WHAT IS ASKED:
1. Reproduce verbatim the passage of the extension detection excerpt from "This is also" to "for Gloam enabled-list.".
2. Decide whether each statement below agrees with the extension detection excerpt, answering yes or no and quoting the deciding words: (a) GLAD and Gloam's discover mode call vkEnumerateInstanceExtensionProperties at load time; (b) Volk offers extension presence flags; (c) Gloam enabled-list took about 64µs in the "Init + load all functions" row.

SOURCE EXCERPT:

((

The cost of extension detection

GLAD and Gloam's discover mode provide a feature that Volk does not: extension presence flags. After loading, you can query whether a specific extension is available:

if (GLAD_VK_EXT_graphics_pipeline_library)
    ...

This is also available in the other GLAD/Gloam API loaders (EGL, GLX, WGL, OpenGL, etc).

To provide this, GLAD and Gloam's discover mode call vkEnumerateInstanceExtensionProperties and vkEnumerateDeviceExtensionProperties at load time. These APIs are unfortunately very expensive — the Vulkan loader implementation ends up loading and unloading every ICD and scanning all implicit layers each time they are called.

The impact is visible in the "Init + load all functions" row (Linux, unpatched): GLAD (tycho) at ~1004µs and Gloam discover at ~1022µs, versus ~64µs for Gloam enabled-list which skips enumeration entirely. The device-load numbers are similarly inflated because vkEnumerateDeviceExtensionProperties runs during that phase: Gloam discover at ~425µs versus ~59µs for Gloam enabled-list.

Volk sidesteps this cost entirely because it does no extension detection at all — but this comes with trade-offs described below.

Trade-offs in the load-everything approach

Volk is the most widely used Vulkan function-pointer loader, and for good reason: it's fast, simple, header-only, and has zero dependencies beyond the Vulkan headers. Its design — call vkGetInstanceProcAddr or vkGetDeviceProcAddr for every function that compiles in on the target platform, guarded only by compile-time platform macros like VK_USE_PLATFORM_METAL_EXT — avoids the expensive enumeration calls entirely and keeps the implementation straightforward.

))

DATA EXTRACT:
((

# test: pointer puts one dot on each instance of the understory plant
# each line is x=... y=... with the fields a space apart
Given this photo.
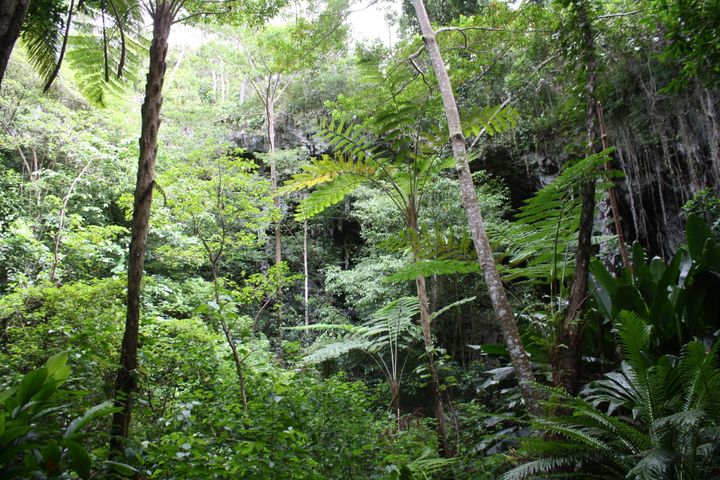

))

THE REPLIES:
1.
This is also available in the other GLAD/Gloam API loaders (EGL, GLX, WGL, OpenGL, etc).

To provide this, GLAD and Gloam's discover mode call vkEnumerateInstanceExtensionProperties and vkEnumerateDeviceExtensionProperties at load time. These APIs are unfortunately very expensive — the Vulkan loader implementation ends up loading and unloading every ICD and scanning all implicit layers each time they are called.

The impact is visible in the "Init + load all functions" row (Linux, unpatched): GLAD (tycho) at ~1004µs and Gloam discover at ~1022µs, versus ~64µs for Gloam enabled-list which skips enumeration entirely. The device-load numbers are similarly inflated because vkEnumerateDeviceExtensionProperties runs during that phase: Gloam discover at ~425µs versus ~59µs for Gloam enabled-list.

2.
(a) Yes: "To provide this, GLAD and Gloam's discover mode call vkEnumerateInstanceExtensionProperties and vkEnumerateDeviceExtensionProperties at load time."
(b) No: "GLAD and Gloam's discover mode provide a feature that Volk does not: extension presence flags."
(c) Yes: "versus ~64µs for Gloam enabled-list which skips enumeration entirely."